## WRITTEN INSTRUCTION
Copy out the data below word for word, keeping every line unchanged.

## EXTRACTED RECORDS
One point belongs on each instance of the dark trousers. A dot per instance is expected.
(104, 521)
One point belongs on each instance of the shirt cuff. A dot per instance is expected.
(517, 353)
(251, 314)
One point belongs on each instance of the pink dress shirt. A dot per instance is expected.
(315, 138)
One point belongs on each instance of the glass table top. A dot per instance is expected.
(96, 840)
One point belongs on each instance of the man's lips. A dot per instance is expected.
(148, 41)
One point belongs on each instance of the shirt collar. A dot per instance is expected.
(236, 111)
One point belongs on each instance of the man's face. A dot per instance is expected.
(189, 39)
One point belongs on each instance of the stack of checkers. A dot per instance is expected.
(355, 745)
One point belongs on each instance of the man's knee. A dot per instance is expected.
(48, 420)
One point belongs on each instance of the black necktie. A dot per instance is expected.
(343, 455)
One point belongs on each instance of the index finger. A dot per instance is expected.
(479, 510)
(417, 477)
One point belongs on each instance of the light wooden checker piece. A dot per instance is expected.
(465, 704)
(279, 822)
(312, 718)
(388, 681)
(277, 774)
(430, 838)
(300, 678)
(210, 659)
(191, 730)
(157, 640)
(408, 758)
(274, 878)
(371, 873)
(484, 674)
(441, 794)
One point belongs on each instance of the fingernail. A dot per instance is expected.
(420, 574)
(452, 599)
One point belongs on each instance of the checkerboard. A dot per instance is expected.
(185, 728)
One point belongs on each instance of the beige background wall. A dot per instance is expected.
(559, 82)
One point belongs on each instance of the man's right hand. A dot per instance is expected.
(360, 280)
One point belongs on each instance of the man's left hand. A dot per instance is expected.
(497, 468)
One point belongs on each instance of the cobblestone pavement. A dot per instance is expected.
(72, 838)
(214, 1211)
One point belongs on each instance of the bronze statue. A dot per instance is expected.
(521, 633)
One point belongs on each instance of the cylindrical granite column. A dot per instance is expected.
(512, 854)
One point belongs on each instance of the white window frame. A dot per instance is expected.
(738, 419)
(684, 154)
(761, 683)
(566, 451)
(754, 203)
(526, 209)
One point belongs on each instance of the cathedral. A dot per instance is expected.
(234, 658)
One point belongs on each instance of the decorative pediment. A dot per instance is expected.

## COMPLETE ANSWER
One point belongs on each instance of the dark trousers. A dot per instance is expected.
(104, 521)
One point belongs on each instance of the shirt cuff. A dot per instance is expected.
(517, 353)
(251, 314)
One point belongs on each instance of the pink dress shirt. A dot per instance is expected.
(315, 138)
One point belongs on each instance of the glass table top. A dot per instance is expected.
(96, 840)
One point belongs on each instance of the man's lips. A dot per instance is expected.
(148, 41)
One point belongs on each instance of the shirt collar. A dot per instance is expected.
(236, 111)
One point belongs on each instance of the man's face. A dot per instance is expected.
(189, 39)
One point belongs on each instance of the stack of checkers. A dot per instance is expected.
(355, 745)
One point belongs on each instance of the man's knee. A dot per instance is expected.
(48, 420)
One point belongs on each instance of the black necktie. A dot per instance is expected.
(343, 455)
One point belongs on each instance of the index finger. A dot per instance is expected.
(479, 510)
(417, 477)
One point belongs on each instance of the light wooden checker piece. A dot per instance is expected.
(465, 704)
(279, 822)
(312, 718)
(388, 681)
(277, 774)
(430, 838)
(300, 678)
(210, 659)
(191, 730)
(157, 640)
(408, 758)
(274, 878)
(371, 873)
(484, 674)
(441, 794)
One point belongs on each instance of the fingernail. A dot per instance is expected.
(420, 574)
(452, 599)
One point belongs on each instance of the checkerboard. A dot per instance is expected.
(185, 728)
One point belongs on each instance of the beige background wall. A dot per instance is expected.
(559, 82)
One point belongs on each instance of the man's right hand. A dot per instance is expected.
(360, 280)
One point belongs on each instance of the man's left hand. A dot per instance is expected.
(497, 468)
One point belongs on each instance of the cobblestone pavement. A dot per instance is expected.
(72, 838)
(214, 1211)
One point belongs on each instance of the bronze statue. A dot per instance is expected.
(521, 633)
One point belongs on each instance of the cylindrical granite column. A dot per instance is expected.
(512, 854)
One point belongs on each instance of the white window frame. A dot per instance is expected.
(738, 419)
(684, 154)
(761, 683)
(566, 451)
(754, 203)
(526, 209)
One point belongs on each instance of the cathedral. A dot per instance is expected.
(234, 658)
One point belongs on each instance of the decorative pediment. A dot per instance is expected.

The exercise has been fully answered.